Passage shown
Patna: In the high-octane arena of Bihar politics—where caste loyalties, dynastic strongholds, and welfare-driven narratives intertwine—The Plurals Party (TPP) once again attempted to script a disruption in the 2025 Assembly elections. Founded in 2020 by the enigmatic and often polarising Pushpam Priya Choudhary, the party marketed itself as a transformative force capable of breaking Bihar’s rigid political mould. With her London School of Economics pedigree, global polish, and a manifesto titled Bihar Total Transformation: 8 Diśā 8 Pahar, Priya envisioned a Bihar liberated from its overbearing fixation on caste and religious identity.
But when the votes were counted on November 14, 2025—after a record 67.1% turnout—the verdict was familiar and unforgiving. Contesting all 243 seats for the second time, TPP recorded zero wins yet again. Its vote share remained marginal, below 1.5%, leaving the party adrift despite early flashes of promise. What went wrong? This feature dissects TPP’s journey, its strategies, missteps, and where it stands in Bihar’s shifting political landscape.

Challenges
- a) In the feature on The Plurals Party, what was the voter turnout in the 2025 Bihar Assembly elections?
- b) Carry the feature on The Plurals Party forward from its final sentence.

Source excerpt

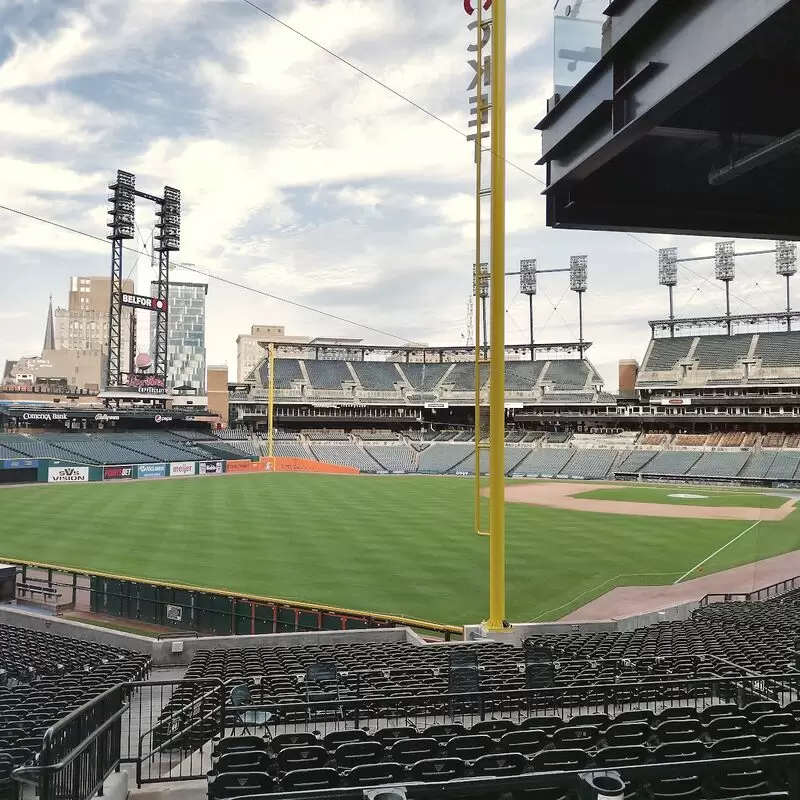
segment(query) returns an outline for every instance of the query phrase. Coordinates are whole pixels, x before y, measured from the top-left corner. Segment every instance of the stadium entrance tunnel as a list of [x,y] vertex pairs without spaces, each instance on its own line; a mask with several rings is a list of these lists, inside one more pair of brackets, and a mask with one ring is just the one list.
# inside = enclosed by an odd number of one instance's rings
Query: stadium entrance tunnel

The responses
- a) A record 67.1%.

- b)
A Party Born to Challenge Bihar’s Political Grammar
The Plurals Party was launched on March 8, 2020—International Women’s Day—with Priya positioning herself as the face of modernity. A political scion—her grandfather Umakant Choudhary co-founded the Samata Party and shared close ties with Nitish Kumar—Priya carried both legacy and rebellion. Her pitch was clear: Bihar needs a new grammar of politics, one that transcends the Yadav-Muslim (RJD) and upper-caste (BJP-JD(U)) binaries.
Her 2020 debut was bold but disastrous. Contesting all 243 seats, the party managed a meagre 0.7% vote share. Priya herself lost Bankipur and Bisfi, but not without gaining attention. Her black attire, masked face, cutting speeches, and sharply edited social media reels granted her visibility, if not credibility. She earned nicknames like “Bihar’s Kim Kardashian of Politics”—a mix of admiration and mockery.
By 2025, TPP was better organised, armed with a whistle symbol and Election Commission recognition. The manifesto focused on reversing Bihar’s chronic migration crisis (75 lakh workers leave annually), creating 20 lakh jobs, expanding AI-driven education, and improving women’s safety through tech-enabled surveillance. Priya contesting from Darbhanga—a seat central to Mithila identity—signalled her intention to combine regional pride with futuristic promises.
The Early Buzz: A Digital Darling With Ground Realities to Conquer
In the early phase of campaigning, TPP created ripples. Priya’s padyatras drew sizable Gen Z crowds, her X (formerly Twitter) follower count surged past 1.2 million, and urban influencers aligned with her message of “new-age politics”. Many saw TPP as a potential Aam Aadmi Party 2.0.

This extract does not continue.